• **Problem statement**
Start at the top of the records below and copy them exactly to the end.

• **Source information**
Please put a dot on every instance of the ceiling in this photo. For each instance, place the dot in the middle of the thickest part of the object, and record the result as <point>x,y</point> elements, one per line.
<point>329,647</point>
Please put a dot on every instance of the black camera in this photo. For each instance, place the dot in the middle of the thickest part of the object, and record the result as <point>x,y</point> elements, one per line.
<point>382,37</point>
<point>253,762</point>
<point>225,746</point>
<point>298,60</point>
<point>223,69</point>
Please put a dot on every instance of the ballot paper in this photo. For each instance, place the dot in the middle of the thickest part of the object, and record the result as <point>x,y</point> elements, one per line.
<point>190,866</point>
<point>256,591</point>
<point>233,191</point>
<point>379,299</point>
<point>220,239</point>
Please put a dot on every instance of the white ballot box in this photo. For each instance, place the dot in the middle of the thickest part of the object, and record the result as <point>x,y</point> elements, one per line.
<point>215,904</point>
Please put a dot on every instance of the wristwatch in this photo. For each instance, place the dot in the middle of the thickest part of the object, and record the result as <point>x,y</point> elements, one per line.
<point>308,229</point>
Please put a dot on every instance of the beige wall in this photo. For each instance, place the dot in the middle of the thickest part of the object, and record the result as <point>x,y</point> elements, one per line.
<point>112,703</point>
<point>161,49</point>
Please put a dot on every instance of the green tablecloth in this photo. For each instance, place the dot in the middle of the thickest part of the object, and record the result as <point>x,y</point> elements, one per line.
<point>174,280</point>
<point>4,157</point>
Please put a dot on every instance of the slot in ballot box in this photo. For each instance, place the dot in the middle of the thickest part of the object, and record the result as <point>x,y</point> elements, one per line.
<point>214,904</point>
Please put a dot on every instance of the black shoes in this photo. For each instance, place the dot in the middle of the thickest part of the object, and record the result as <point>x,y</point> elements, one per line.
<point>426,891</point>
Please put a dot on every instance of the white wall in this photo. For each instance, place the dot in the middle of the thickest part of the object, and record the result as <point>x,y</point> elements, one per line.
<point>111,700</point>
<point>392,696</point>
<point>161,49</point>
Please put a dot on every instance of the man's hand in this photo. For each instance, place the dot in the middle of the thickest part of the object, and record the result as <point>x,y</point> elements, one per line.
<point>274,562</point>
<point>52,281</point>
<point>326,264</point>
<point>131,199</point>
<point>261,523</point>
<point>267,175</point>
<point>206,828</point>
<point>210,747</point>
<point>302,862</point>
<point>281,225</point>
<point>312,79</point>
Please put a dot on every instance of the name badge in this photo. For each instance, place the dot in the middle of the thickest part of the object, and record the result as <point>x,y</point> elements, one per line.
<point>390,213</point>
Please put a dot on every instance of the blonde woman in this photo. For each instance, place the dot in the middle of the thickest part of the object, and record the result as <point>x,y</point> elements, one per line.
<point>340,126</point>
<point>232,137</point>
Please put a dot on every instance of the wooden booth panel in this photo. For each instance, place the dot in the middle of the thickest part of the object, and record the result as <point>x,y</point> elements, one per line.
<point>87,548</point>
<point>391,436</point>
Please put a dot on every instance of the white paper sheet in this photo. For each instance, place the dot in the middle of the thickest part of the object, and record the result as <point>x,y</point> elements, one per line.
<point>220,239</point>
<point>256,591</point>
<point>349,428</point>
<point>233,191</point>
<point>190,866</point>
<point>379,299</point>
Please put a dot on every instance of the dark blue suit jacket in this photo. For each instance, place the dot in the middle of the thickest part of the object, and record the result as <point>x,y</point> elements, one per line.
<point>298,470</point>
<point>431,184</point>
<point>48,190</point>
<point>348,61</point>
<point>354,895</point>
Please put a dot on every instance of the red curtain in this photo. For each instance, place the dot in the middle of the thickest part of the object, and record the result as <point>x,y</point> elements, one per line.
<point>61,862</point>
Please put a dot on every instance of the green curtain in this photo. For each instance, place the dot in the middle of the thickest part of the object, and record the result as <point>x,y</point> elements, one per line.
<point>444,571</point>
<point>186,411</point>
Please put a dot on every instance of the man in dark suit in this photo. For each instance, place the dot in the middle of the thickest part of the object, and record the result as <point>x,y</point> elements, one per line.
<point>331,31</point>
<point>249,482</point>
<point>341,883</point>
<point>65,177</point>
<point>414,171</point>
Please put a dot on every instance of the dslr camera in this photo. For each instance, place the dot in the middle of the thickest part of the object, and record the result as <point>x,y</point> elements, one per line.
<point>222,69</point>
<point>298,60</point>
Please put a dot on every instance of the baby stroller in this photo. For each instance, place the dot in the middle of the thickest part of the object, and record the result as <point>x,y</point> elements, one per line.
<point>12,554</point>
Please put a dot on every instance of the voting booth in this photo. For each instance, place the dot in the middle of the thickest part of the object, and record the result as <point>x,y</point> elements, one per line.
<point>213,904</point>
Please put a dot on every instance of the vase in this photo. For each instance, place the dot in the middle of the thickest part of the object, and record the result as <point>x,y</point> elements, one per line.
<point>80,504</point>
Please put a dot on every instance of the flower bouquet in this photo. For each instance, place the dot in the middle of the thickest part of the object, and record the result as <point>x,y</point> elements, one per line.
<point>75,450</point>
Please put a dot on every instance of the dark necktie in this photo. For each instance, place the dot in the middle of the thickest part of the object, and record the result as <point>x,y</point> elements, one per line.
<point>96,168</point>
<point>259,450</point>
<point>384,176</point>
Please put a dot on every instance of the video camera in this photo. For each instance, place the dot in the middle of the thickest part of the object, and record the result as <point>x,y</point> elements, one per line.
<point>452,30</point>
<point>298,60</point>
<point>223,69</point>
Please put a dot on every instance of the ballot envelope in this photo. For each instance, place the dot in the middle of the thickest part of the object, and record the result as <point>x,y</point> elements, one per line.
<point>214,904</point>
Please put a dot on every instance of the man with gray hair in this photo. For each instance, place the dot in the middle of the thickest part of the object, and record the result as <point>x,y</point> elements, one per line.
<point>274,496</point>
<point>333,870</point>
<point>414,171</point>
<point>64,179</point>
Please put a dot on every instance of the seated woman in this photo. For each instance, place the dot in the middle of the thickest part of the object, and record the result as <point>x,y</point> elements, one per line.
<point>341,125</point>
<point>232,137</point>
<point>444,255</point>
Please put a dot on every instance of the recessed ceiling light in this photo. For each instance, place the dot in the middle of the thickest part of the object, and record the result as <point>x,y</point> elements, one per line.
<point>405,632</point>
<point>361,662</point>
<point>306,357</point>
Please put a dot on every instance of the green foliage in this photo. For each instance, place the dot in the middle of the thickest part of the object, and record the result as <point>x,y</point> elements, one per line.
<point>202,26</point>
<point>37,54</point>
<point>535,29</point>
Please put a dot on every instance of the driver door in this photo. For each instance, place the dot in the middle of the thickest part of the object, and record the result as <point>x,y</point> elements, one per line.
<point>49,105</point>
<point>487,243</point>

• **Task solution**
Please put a dot on every instance of the ceiling in this photo. For each instance, place the dot in the middle of the thickest part of the object, and record the result as <point>x,y</point> elements, one per line.
<point>329,647</point>
Please put a dot on every instance of the black camera in this photo. For each instance, place the dot in the middle of the thickest part of the object, and record the result as <point>x,y</point> elements, one per line.
<point>382,37</point>
<point>253,762</point>
<point>225,746</point>
<point>298,60</point>
<point>223,69</point>
Please put a dot on every instance of the ballot paper in this photo. For each instance, place the dot in the middle of the thickest part of the object, and record the result as <point>x,y</point> elements, one per line.
<point>190,866</point>
<point>256,591</point>
<point>233,191</point>
<point>379,299</point>
<point>220,239</point>
Please put a dot on every instance of the white ballot box in this photo. For each instance, place the dot in the middle of the thickest part of the object, and record the result as <point>x,y</point> elements, one per line.
<point>215,904</point>
Please put a dot on every instance of the wristwatch in this photo. For each instance, place the dot in the middle of the thickest part of the object, and record the result as <point>x,y</point> elements, one per line.
<point>308,229</point>
Please put a dot on every instance of the beige wall in this photo. For each instance, place the dot in the middle of the thickest part of the object, and record the result as <point>x,y</point> elements, one per line.
<point>112,703</point>
<point>161,49</point>
Please put a dot on every instance of the green tablecloth in this photo. For each instance, place the dot in the middle of the thickest part of the object, and record the result as <point>x,y</point> elements, one per line.
<point>174,280</point>
<point>4,157</point>
Please put a dot on every instance of the slot in ballot box in this photo. For each instance, place the dot in the middle of the thickest part of the object, and record the result as <point>x,y</point> elements, one per line.
<point>214,904</point>
Please put a dot on every instance of the black shoes in this photo. For each instance, place the dot in the middle of the thickest part of the object, and record the result as <point>x,y</point> elements, one per line.
<point>426,891</point>
Please put a dot on every instance of the white wall in this photo. For each instance, place the dot in the middle of the thickest part of the object, and record the result as <point>x,y</point> elements, one per line.
<point>111,700</point>
<point>392,696</point>
<point>161,49</point>
Please put a dot on every instance of the man's hand in this photo. For each instance, place the dot in the middle of the thickest part of the object, and record the result as <point>x,y</point> elements, one per line.
<point>274,562</point>
<point>52,281</point>
<point>326,264</point>
<point>131,199</point>
<point>261,523</point>
<point>267,175</point>
<point>206,828</point>
<point>210,747</point>
<point>302,862</point>
<point>281,225</point>
<point>312,79</point>
Please put a dot on every instance of the name badge in this photo. For each instance, place the dot in the middle of the thickest part of the object, and record the result as <point>x,y</point> elements, one per line.
<point>390,213</point>
Please put a dot on every instance of the blonde woman in this photo. For each instance, place the dot in the middle of the thickest part of the object, and record the result as <point>x,y</point> elements, one per line.
<point>340,126</point>
<point>232,137</point>
Please put a dot on every instance of the wooden booth panel in this photo. For each instance, place the dot in the middle of the thickest part of the object, and record the result as <point>x,y</point> elements, one per line.
<point>87,548</point>
<point>391,436</point>
Please put a dot on every instance of the white paper sheet in this photo. For each instance, place the dot in the middle of the thickest part of the object, and record the result as <point>x,y</point> elements, one per line.
<point>220,239</point>
<point>256,591</point>
<point>349,428</point>
<point>233,191</point>
<point>190,866</point>
<point>379,299</point>
Please put a dot on every instance of the dark blue suit jacket in this photo. For each instance, place the dot in the middle of the thickest part of the object, and record the result as <point>x,y</point> elements, one per line.
<point>298,470</point>
<point>431,184</point>
<point>48,190</point>
<point>348,61</point>
<point>354,895</point>
Please put a dot on every instance of the red curtain in this photo. For each instance, place the dot in the middle of the thickest part of the object, and record the result as <point>x,y</point> elements, one per line.
<point>61,862</point>
Please put a dot on every instance of the green curtain in this photo. For each instance, place the dot in the middle of the thickest part of the object, and record the result as <point>x,y</point> elements, one per line.
<point>444,571</point>
<point>186,411</point>
Please put a dot on every instance of the man in dark suit in this photo. For each instance, place the dot in the middle of the thickest part of the object, and record the result as <point>x,y</point> elements, one per line.
<point>331,31</point>
<point>249,482</point>
<point>341,883</point>
<point>65,177</point>
<point>414,171</point>
Please put a dot on every instance of the dslr camera in this photo. For each instance, place the dot in the middle of the thickest part of the object, and record the result as <point>x,y</point> elements, one per line.
<point>222,69</point>
<point>298,60</point>
Please put a dot on every instance of the baby stroller in this photo. For each instance, place the dot in the middle of the thickest part of the object, and record the result as <point>x,y</point> elements, one per line.
<point>12,554</point>
Please put a dot on every instance of the voting booth in this photo. For each instance, place the dot in the middle of the thickest part of the object, and record the result as <point>x,y</point> elements, one per line.
<point>213,904</point>
Please put a dot on every instance of the vase in this photo. For each instance, place the dot in the middle of the thickest part of the object, and record the result as <point>x,y</point> elements, one per line.
<point>80,504</point>
Please put a dot on every instance of the flower bouquet in this photo. For each instance, place the dot in the middle of the thickest part of the object, and record the result as <point>x,y</point> elements, one per line.
<point>75,450</point>
Please put a dot on every instance of the dark necktie in this photo. For each instance, place the dot in the middle of the thickest part of the object, and record the result as <point>x,y</point> elements, one per line.
<point>96,168</point>
<point>259,450</point>
<point>384,176</point>
Please put a dot on every instance of the video camera in this photo. For each instance, place the dot in the middle of the thickest part of the object, and record the result as <point>x,y</point> elements, one per line.
<point>452,30</point>
<point>298,60</point>
<point>223,69</point>
Please put a dot on every instance of the ballot envelope in this photo. For each instance, place the dot in the middle of the thickest part of the object, and record the result as <point>x,y</point> elements, one per line.
<point>214,904</point>
Please put a dot on every instance of the man with gray hair in this photo. For each instance, place the dot in the middle of the thickest part of the object, and record the result as <point>x,y</point> elements, one per line.
<point>274,496</point>
<point>333,870</point>
<point>414,171</point>
<point>64,179</point>
Please put a dot on every instance of the seated woman in this photo. For each instance, place the dot in the middle of the thickest part of the object, and record the result as <point>x,y</point> elements, one per line.
<point>341,125</point>
<point>232,137</point>
<point>444,255</point>
Please put a dot on every instance of the recessed ceiling light in this photo. For each instance, place the dot in the middle of the thickest part of the object, and record the result as <point>x,y</point> elements, one per line.
<point>405,632</point>
<point>361,662</point>
<point>306,357</point>
Please put a dot on every instance of the green foliage in this photo. For each instance, place the dot in the middle of the thickest part of the object, and record the result as <point>x,y</point> elements, one per line.
<point>202,26</point>
<point>37,54</point>
<point>535,29</point>
Please put a dot on every instance of the driver door in this photo. For each instance, place the dot in the middle of the thickest part of the object, and record the result as <point>x,y</point> elements, one per line.
<point>49,105</point>
<point>487,243</point>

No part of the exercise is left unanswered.